Goal
Copy out the lines from the one containing "Isolate man's arm." through the one containing "[[396, 178, 504, 201]]", substituting "Locate" for "Isolate" and keeping everything else the same.

Data extract
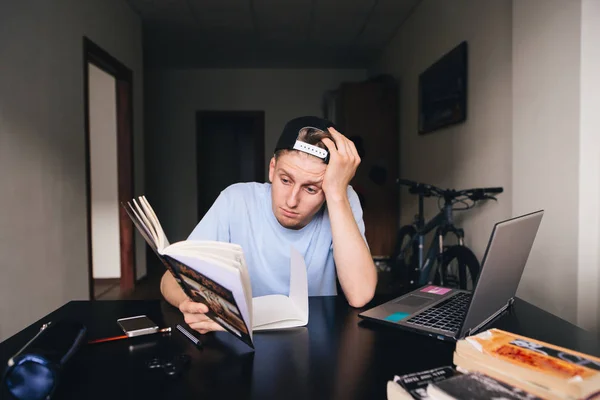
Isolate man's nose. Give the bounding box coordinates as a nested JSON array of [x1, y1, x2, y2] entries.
[[285, 187, 299, 208]]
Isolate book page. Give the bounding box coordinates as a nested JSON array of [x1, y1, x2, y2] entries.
[[165, 252, 252, 339], [170, 240, 253, 321], [121, 202, 157, 253], [140, 196, 169, 249], [252, 247, 308, 330], [132, 199, 160, 248]]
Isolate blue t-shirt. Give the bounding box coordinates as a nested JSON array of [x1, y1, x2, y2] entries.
[[188, 183, 366, 297]]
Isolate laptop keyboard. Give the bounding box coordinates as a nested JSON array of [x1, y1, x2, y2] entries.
[[405, 292, 471, 332]]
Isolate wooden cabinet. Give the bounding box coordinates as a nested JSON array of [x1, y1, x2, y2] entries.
[[325, 76, 400, 257]]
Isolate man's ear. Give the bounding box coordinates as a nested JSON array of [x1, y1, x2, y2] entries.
[[269, 157, 276, 183]]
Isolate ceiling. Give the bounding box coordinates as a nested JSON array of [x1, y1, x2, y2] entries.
[[126, 0, 421, 68]]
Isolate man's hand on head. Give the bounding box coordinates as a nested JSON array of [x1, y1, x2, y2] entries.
[[179, 299, 224, 334], [322, 127, 360, 201]]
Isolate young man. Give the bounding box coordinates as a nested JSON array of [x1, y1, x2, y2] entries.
[[161, 117, 377, 333]]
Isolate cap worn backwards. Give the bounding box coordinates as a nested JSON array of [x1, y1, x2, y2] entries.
[[275, 116, 335, 163]]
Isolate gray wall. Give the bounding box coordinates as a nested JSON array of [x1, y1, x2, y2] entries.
[[371, 0, 600, 331], [371, 0, 512, 259], [146, 69, 366, 242], [0, 0, 145, 340], [512, 0, 581, 328]]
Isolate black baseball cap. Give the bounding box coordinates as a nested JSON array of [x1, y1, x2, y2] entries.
[[275, 116, 335, 163]]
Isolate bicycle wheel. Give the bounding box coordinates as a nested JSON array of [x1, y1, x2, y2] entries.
[[392, 225, 418, 285], [436, 245, 480, 290]]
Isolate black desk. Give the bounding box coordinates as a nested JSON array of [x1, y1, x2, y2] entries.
[[0, 297, 600, 400]]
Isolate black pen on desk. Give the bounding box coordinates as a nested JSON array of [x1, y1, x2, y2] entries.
[[177, 324, 202, 348], [88, 327, 171, 344]]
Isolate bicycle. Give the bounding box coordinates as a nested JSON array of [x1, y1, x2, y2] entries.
[[391, 179, 504, 290]]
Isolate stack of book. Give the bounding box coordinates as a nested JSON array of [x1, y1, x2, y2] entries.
[[387, 329, 600, 400]]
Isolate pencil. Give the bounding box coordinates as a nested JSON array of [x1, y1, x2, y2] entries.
[[177, 324, 202, 348], [88, 327, 171, 344]]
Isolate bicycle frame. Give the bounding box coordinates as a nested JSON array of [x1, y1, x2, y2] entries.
[[402, 200, 464, 285]]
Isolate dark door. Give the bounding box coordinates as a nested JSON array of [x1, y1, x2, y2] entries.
[[196, 111, 265, 220]]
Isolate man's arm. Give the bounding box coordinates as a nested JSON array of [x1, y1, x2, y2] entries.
[[327, 196, 377, 307], [323, 128, 377, 307]]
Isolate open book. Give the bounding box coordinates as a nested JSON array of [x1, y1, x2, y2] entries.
[[123, 196, 308, 348]]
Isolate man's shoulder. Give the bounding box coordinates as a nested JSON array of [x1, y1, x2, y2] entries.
[[222, 182, 269, 199]]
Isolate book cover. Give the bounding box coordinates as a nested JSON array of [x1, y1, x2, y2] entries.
[[394, 366, 459, 400], [427, 373, 541, 400], [456, 329, 600, 398]]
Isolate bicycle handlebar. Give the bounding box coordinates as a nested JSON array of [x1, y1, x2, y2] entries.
[[396, 178, 504, 201]]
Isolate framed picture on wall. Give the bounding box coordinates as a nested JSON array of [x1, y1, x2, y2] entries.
[[419, 41, 468, 134]]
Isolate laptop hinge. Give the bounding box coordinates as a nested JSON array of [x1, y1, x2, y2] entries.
[[464, 297, 515, 337]]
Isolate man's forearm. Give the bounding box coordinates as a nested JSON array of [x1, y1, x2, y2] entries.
[[160, 271, 188, 307], [327, 198, 377, 307]]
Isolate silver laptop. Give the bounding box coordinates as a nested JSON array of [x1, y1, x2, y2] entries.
[[359, 210, 544, 341]]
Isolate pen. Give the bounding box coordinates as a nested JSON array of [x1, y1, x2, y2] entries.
[[88, 327, 171, 344], [177, 324, 202, 348]]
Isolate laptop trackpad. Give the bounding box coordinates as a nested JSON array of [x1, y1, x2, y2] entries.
[[394, 295, 431, 307]]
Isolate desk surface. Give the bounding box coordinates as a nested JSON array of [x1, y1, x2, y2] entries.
[[0, 297, 600, 400]]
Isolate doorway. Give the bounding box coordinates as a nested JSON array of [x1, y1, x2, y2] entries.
[[83, 37, 136, 300], [196, 111, 265, 220]]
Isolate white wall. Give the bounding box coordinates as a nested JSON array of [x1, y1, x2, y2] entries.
[[577, 0, 600, 330], [146, 69, 366, 242], [371, 0, 512, 259], [88, 64, 121, 278], [512, 0, 584, 322], [0, 0, 145, 340]]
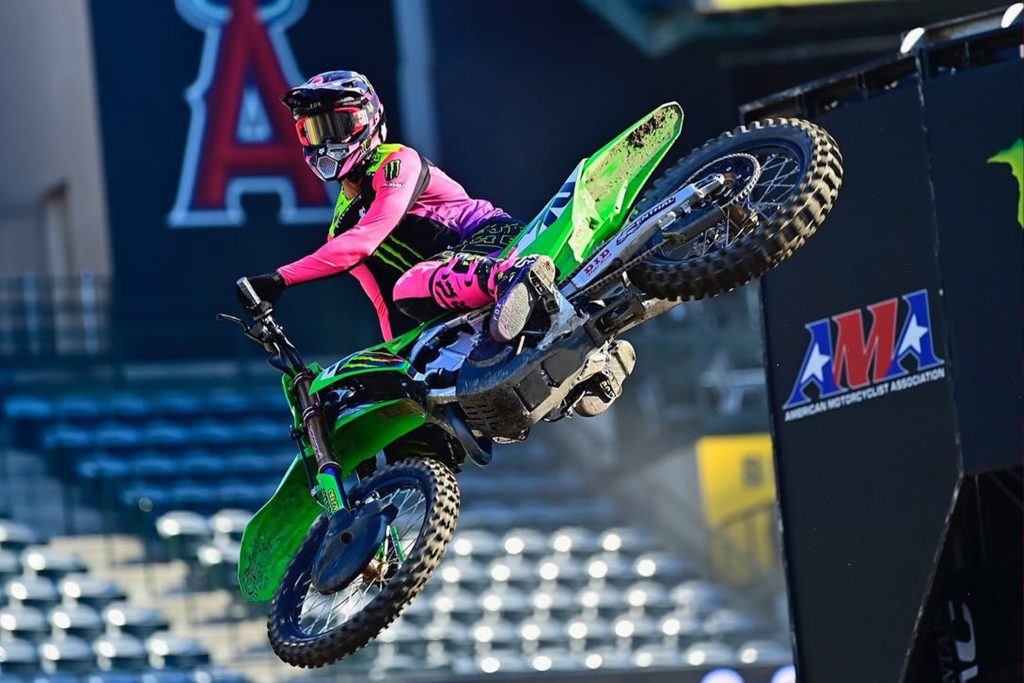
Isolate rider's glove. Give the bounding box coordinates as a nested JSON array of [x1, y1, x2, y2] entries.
[[239, 271, 288, 305]]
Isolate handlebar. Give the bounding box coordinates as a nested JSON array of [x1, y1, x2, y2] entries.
[[217, 278, 305, 374]]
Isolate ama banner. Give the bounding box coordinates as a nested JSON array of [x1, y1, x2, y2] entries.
[[90, 0, 400, 358]]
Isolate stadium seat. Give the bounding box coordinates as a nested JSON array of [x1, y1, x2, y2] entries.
[[682, 641, 736, 667], [145, 632, 210, 669], [529, 586, 578, 620], [469, 617, 519, 652], [737, 640, 793, 667], [626, 581, 673, 616], [0, 519, 42, 552], [4, 575, 60, 609], [39, 638, 96, 675], [157, 510, 211, 560], [57, 573, 128, 609], [632, 646, 682, 669], [633, 553, 694, 585], [92, 634, 150, 672], [22, 546, 86, 581], [477, 587, 534, 622], [502, 527, 550, 559], [49, 604, 106, 640], [103, 603, 168, 640], [549, 526, 601, 556], [0, 550, 22, 581], [0, 637, 39, 681], [0, 605, 50, 643], [703, 607, 760, 644], [575, 586, 629, 616], [210, 508, 253, 543], [658, 609, 707, 645], [669, 580, 725, 616], [451, 529, 504, 562], [598, 526, 651, 555]]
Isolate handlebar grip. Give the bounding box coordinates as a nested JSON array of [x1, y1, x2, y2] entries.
[[234, 278, 263, 310]]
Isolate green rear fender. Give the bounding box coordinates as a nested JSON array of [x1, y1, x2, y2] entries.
[[239, 398, 426, 602]]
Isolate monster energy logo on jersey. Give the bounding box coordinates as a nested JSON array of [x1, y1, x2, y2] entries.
[[384, 159, 401, 180]]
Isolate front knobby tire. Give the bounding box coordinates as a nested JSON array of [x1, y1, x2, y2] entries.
[[267, 459, 460, 669], [629, 119, 843, 301]]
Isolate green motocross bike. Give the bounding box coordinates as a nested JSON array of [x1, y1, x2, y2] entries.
[[219, 102, 843, 667]]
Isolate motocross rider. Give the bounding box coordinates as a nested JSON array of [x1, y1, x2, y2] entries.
[[240, 71, 555, 342]]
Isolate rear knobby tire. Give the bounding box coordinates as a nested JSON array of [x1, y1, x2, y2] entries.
[[629, 119, 843, 301], [267, 458, 460, 669]]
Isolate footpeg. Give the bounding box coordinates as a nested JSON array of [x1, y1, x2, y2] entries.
[[572, 339, 637, 418]]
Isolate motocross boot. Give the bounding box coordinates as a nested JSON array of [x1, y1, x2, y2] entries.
[[490, 256, 557, 342], [572, 339, 637, 418]]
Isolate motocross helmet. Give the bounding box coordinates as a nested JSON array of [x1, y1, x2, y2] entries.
[[281, 71, 387, 180]]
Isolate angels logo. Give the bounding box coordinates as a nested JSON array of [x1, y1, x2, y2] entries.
[[167, 0, 333, 227]]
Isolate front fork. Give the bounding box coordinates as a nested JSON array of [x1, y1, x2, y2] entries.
[[292, 370, 406, 562], [292, 370, 349, 514]]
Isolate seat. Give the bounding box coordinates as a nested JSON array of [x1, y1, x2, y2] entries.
[[633, 553, 695, 585], [452, 529, 504, 562], [4, 575, 60, 609], [529, 586, 577, 620], [632, 645, 682, 669], [145, 632, 210, 669], [703, 607, 761, 644], [22, 546, 88, 581], [157, 510, 212, 560], [550, 526, 601, 557], [0, 605, 50, 643], [626, 581, 672, 616], [92, 633, 150, 673], [49, 604, 106, 641], [737, 640, 793, 667], [477, 587, 534, 622], [102, 391, 152, 420], [0, 638, 39, 682], [502, 528, 549, 559], [0, 519, 43, 552], [210, 508, 253, 543], [103, 602, 168, 640], [39, 637, 96, 676], [598, 526, 651, 556], [683, 640, 736, 667], [469, 616, 519, 652], [658, 609, 708, 644], [575, 586, 628, 616], [669, 580, 725, 616]]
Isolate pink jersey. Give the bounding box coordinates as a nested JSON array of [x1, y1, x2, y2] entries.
[[278, 144, 508, 286]]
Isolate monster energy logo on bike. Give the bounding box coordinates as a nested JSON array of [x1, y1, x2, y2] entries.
[[384, 159, 401, 180]]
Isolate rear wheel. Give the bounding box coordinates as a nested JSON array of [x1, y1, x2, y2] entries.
[[267, 459, 460, 668], [629, 119, 843, 300]]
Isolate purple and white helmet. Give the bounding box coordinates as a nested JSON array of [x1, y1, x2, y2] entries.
[[281, 71, 387, 180]]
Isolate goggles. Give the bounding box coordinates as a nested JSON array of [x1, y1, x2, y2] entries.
[[295, 106, 370, 146]]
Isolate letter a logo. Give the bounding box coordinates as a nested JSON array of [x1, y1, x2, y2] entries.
[[167, 0, 333, 227]]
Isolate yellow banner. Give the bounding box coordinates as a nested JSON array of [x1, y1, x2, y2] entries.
[[696, 434, 777, 586]]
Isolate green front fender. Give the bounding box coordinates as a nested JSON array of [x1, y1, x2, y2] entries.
[[239, 398, 426, 602]]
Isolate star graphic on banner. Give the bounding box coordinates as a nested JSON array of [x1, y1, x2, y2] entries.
[[800, 344, 831, 383], [896, 315, 928, 355]]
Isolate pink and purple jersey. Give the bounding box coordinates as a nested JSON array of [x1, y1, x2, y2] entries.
[[278, 144, 511, 339]]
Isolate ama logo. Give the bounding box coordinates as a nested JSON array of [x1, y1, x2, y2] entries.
[[782, 290, 945, 422], [167, 0, 333, 227]]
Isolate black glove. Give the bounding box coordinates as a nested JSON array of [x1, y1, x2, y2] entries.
[[234, 271, 288, 308]]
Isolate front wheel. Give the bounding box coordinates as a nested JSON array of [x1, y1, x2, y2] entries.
[[629, 119, 843, 301], [267, 459, 460, 668]]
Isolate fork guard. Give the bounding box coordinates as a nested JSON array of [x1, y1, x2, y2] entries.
[[311, 501, 398, 595]]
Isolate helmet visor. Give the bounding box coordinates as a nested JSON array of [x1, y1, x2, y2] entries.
[[295, 106, 370, 146]]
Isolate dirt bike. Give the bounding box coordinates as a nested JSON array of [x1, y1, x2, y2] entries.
[[220, 102, 843, 667]]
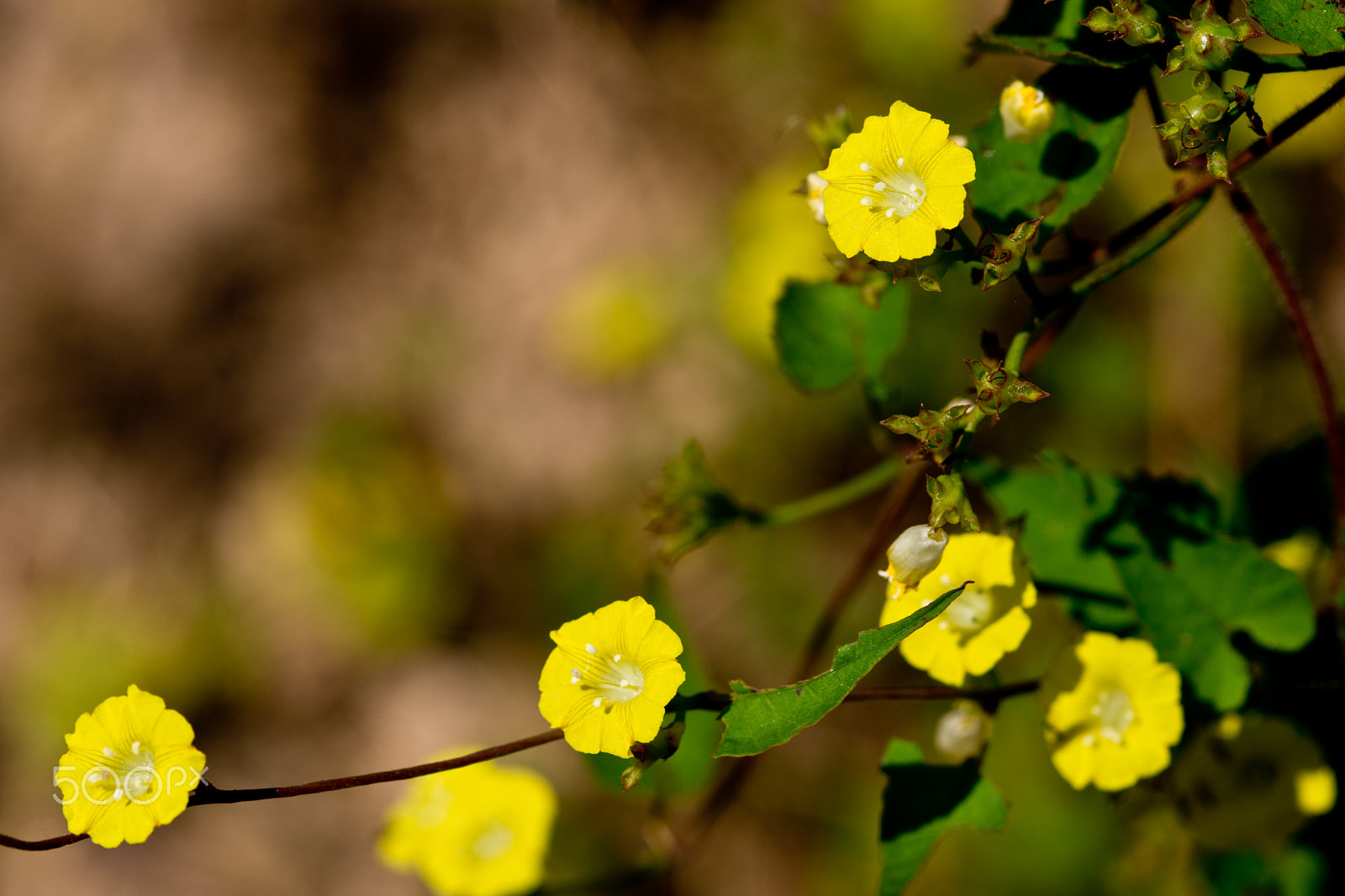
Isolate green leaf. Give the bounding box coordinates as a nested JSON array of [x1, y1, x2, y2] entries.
[[967, 66, 1143, 241], [970, 0, 1148, 69], [1247, 0, 1345, 56], [878, 737, 1007, 896], [1116, 524, 1314, 712], [715, 588, 962, 756], [775, 280, 910, 398]]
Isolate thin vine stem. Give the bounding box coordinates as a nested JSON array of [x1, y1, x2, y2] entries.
[[755, 457, 906, 526], [1228, 183, 1345, 594]]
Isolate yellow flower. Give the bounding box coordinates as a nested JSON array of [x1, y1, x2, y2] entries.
[[1294, 766, 1336, 815], [52, 685, 206, 849], [538, 598, 686, 757], [818, 101, 977, 261], [378, 751, 556, 896], [879, 533, 1037, 688], [1000, 81, 1056, 143], [1047, 631, 1182, 790]]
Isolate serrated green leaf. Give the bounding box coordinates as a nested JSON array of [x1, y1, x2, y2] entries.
[[973, 455, 1137, 619], [1247, 0, 1345, 56], [1116, 524, 1314, 712], [775, 282, 910, 399], [878, 739, 1007, 896], [967, 66, 1143, 241], [715, 588, 962, 756]]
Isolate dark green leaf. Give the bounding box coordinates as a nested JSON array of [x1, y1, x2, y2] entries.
[[878, 739, 1007, 896], [715, 588, 962, 756], [1114, 524, 1314, 710], [975, 455, 1123, 598], [971, 0, 1148, 69], [967, 66, 1143, 240], [775, 280, 910, 398], [1247, 0, 1345, 56]]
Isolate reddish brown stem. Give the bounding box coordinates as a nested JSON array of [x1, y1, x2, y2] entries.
[[1228, 184, 1345, 586], [794, 463, 926, 681]]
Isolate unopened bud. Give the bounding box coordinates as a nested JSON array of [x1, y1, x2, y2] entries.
[[807, 171, 827, 224], [883, 526, 948, 587], [1000, 81, 1056, 143], [933, 699, 991, 762]]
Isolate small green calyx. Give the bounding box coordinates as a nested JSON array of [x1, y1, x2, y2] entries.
[[644, 439, 762, 562], [1079, 0, 1163, 47], [621, 714, 686, 793], [1157, 71, 1255, 182], [1163, 0, 1266, 76], [967, 359, 1051, 423], [926, 472, 980, 531], [881, 403, 971, 460], [872, 248, 964, 292], [809, 105, 854, 161], [977, 215, 1045, 291]]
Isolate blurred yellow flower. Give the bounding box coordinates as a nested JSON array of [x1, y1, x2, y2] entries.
[[878, 533, 1037, 688], [538, 598, 686, 757], [1000, 81, 1056, 143], [52, 685, 206, 849], [1047, 631, 1184, 790], [1294, 766, 1336, 815], [818, 99, 977, 261], [378, 751, 556, 896]]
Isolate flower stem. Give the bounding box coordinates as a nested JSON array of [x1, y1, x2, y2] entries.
[[756, 457, 906, 526], [1228, 178, 1345, 594], [187, 728, 565, 806]]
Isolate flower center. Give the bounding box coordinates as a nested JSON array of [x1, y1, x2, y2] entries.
[[859, 159, 926, 218], [89, 740, 159, 802], [472, 820, 514, 862], [570, 645, 644, 709], [943, 588, 993, 632], [1092, 688, 1135, 744]]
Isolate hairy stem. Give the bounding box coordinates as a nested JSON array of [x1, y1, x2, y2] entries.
[[756, 457, 906, 526], [1228, 184, 1345, 594]]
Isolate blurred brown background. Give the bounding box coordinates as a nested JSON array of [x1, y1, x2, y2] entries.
[[0, 0, 1345, 894]]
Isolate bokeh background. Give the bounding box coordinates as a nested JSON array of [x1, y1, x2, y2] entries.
[[0, 0, 1345, 894]]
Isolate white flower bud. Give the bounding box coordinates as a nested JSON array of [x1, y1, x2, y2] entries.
[[933, 701, 990, 762], [809, 171, 827, 224], [1000, 81, 1056, 143], [885, 526, 948, 585]]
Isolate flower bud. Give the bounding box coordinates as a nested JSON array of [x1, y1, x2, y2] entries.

Exercise output
Locate man's arm. Give the bounding box coordinates as a nested JSON array of [x1, y1, x2, y2] entries.
[[327, 196, 377, 307], [323, 128, 377, 307]]
Locate open book. Give the bounding box coordinates as a nested JSON array of [x1, y1, x2, y2] entries.
[[123, 196, 308, 348]]
Locate man's shoulder. Give the bounding box coordinates as a nested JSON array of [x1, y1, x2, y2] entries.
[[222, 182, 269, 199]]
Locate book cover. Give the bounding box coordinates as a nested JSON array of [x1, y1, x2, y2] entries.
[[394, 366, 459, 400], [427, 373, 541, 400], [456, 329, 600, 398]]
Locate bicycle handlebar. Give the bounding box coordinates as a nested JSON array of [x1, y1, x2, y2] entries.
[[396, 178, 504, 201]]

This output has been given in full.